■ Given text ■
# Cheap LED Light (Neewer VS Bestlight)



## Iko128 (Sep 21, 2015)

Hello everyone,

I'm in need of a set of cheap and portable lights for a night outdoor shoot, that I would also like to use as a practicle solution for other small productions.
I've done some research and I've found two products that look similar to me, at least for the number of LEDs. The first one is the Neewer CN 216 and the second one is the BestLight 216 LED.
Have you heard of them?

I think that the Neewer is the most popular choice and also looks a bit more reliable, while the BestLight is a bit cheaper but I don't know if it's worth the risk.
Would you be able to tell me which one is the best one?
And lastly, if I get a couple of these LED lights would I be able to light a scene outdoor in complete darkness using them as a fill and a back light? I don't want it to be too bright, I just want to give some highlights.


Thank you in advance!


----------



## wyogirl (Sep 21, 2015)

Neewer is one of the more reliable cheapo brands.... I have some of their products and haven't had any trouble.  They are by no means high quality though.

As for what you want to do.... I am in doubt that this is what you need.... However, a more detailed description of what you are trying to accomplish would be helpful.


----------



## WayneF (Sep 21, 2015)

Iko128 said:


> And lastly, if I get a couple of these LED lights would I be able to light a scene outdoor in complete darkness using them as a fill and a back light? I don't want it to be too bright, I just want to give some highlights.



Light up the outdoors?

The Neewer spec says 13 watts. This would roughly compare to a 13 watt CFL bulb.   The BestLight says 24 watts.  The LEDs are a few times more efficient then incandescent bulbs.  They might output 60 to 100 lumens per watt.  I dunno, call it 80, so that's 13x80 = 1040 lumens and 24x80 = 1920 lumens (if the watts are correct).

One regular 100 watt incandescent light bulb can do about 1600 lumens.  Which does help video cameras a bit, but it's near nothing for still cameras.

Any little flash could give you noticeably more light useful for a photo. 

The LED might be twice more "efficient" than a flash (lumens from watts), but a flash instantly discharges the energy previously stored in a large capacitor, a tremendous energy.  The LED simply just runs continuously from a steady voltage.  Shutter speed decimates continuous light.  A 1/100 second shutter sees 1/100 of the energy that 1 second shutter would see.  But the flash is faster than the shutter,  independent of shutter speed, so 100% of the energy is seen.


----------



## Iko128 (Sep 22, 2015)

Thank you for your answers.

I'm aware they're not quality and professional products, but considering that I'm still a student I would like to get something cheap that can do the work and possibly be used in many different ways and scenarios.

I would like to buy a set of lights (for now, only two) to light up the actors, giving some basic highlights.
Specifically, the scene that I would like to film now is for a country band music video. The musicians would stay in front of a big bonfire that would work as a main source of light. Considering that this kind of light is very unstable, I would put one of these LED in front of the musicians as a fill, with a red filter on to emulate the colours of the fire. Lastly, I would put the second LED behind and above the musicians to emulate the light from the moon and give a nice halo around the musicians.

■ Exercise ■
In the forum thread comparing the Neewer and BestLight LED panels, what wattage does the BestLight's spec list?

■ Raw data ■
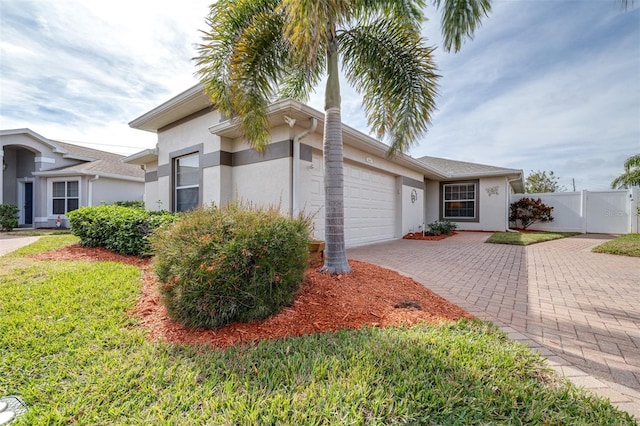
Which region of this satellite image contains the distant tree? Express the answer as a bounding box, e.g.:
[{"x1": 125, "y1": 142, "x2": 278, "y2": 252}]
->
[
  {"x1": 524, "y1": 170, "x2": 566, "y2": 194},
  {"x1": 509, "y1": 197, "x2": 553, "y2": 229},
  {"x1": 611, "y1": 154, "x2": 640, "y2": 189}
]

■ Result below ■
24 watts.